**THE EXERCISE:** Copy out the items below word for word, starting at the line that contains "One marker per instance of the wooden balcony" and ending at the end of the items, both ends included. Leave out everything before the first of those lines.

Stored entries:
+---+
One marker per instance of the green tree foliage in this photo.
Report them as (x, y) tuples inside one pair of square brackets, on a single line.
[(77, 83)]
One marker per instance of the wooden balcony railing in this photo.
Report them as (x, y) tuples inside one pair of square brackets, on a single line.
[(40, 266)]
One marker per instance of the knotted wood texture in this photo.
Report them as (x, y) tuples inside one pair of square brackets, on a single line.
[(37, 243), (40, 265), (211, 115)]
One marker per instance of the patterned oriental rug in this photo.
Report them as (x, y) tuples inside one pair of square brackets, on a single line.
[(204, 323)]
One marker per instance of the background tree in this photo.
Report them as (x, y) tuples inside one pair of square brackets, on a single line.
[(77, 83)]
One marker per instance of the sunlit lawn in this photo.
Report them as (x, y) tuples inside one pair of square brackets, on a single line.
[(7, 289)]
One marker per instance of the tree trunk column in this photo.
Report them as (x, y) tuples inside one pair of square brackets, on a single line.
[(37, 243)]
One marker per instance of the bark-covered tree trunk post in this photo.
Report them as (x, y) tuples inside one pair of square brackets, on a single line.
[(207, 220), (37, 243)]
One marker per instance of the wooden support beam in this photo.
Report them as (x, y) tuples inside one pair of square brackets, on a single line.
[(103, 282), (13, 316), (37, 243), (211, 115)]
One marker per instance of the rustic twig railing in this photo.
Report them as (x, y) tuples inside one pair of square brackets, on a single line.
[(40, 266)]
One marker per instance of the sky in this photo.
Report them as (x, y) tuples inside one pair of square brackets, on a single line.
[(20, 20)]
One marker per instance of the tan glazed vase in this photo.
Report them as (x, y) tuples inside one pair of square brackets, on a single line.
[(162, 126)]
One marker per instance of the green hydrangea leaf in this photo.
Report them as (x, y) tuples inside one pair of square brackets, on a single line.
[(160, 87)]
+---+
**COMPLETED TASK:**
One marker per instance of the wooden balcony railing in this photo.
Report them as (x, y) tuples inside one pair of square brackets, on a single line.
[(40, 266)]
One marker per instance of the knotted wood texture in this photo.
Report them as (x, y) tuples inside one pair of square brackets, on a single line.
[(37, 243), (40, 265), (211, 115)]
One marker per instance of the patterned oriental rug in this photo.
Report them as (x, y) tuples inside one pair of square brackets, on a single line.
[(204, 323)]
One marker per instance of the background tree in this photo.
Report them as (x, y) tuples inside one pair of square brackets, on a single line.
[(77, 83)]
One marker per instance of the sunlit lawn in this photo.
Report them as (x, y) tuples inside one pair of square brackets, on a single line.
[(7, 289)]
One marker per instance of the tree trunk column in this photo.
Report them as (x, y) tuples inside one pair of square brackets, on a single line.
[(37, 243)]
One marker per instance of the bark-covered tree trunk post in this photo.
Report them as (x, y) tuples inside one pair of square brackets, on a single line.
[(207, 220), (37, 243)]
One marker per instance of the wooden support beam in this photo.
Report them as (x, y) tuples inside one pair of square brackets, on a single line.
[(103, 282), (13, 316), (37, 243), (211, 115)]
One marker per instance of the rustic twig railing in this photo.
Report them as (x, y) tuples inside one pair of square brackets, on a single line.
[(40, 266)]
One marker per instance of the sky in this photo.
Report them as (x, y) tuples inside one pair of square brackets, on a single line.
[(20, 20)]
One marker per instance of the tan glazed vase in this photo.
Report them as (x, y) tuples inside one pair of square brackets, on a single line.
[(162, 126)]
One marker per instance of the green hydrangea leaf in this photo.
Report them as (x, y) tuples inside one pair of square brackets, on a single line.
[(160, 87)]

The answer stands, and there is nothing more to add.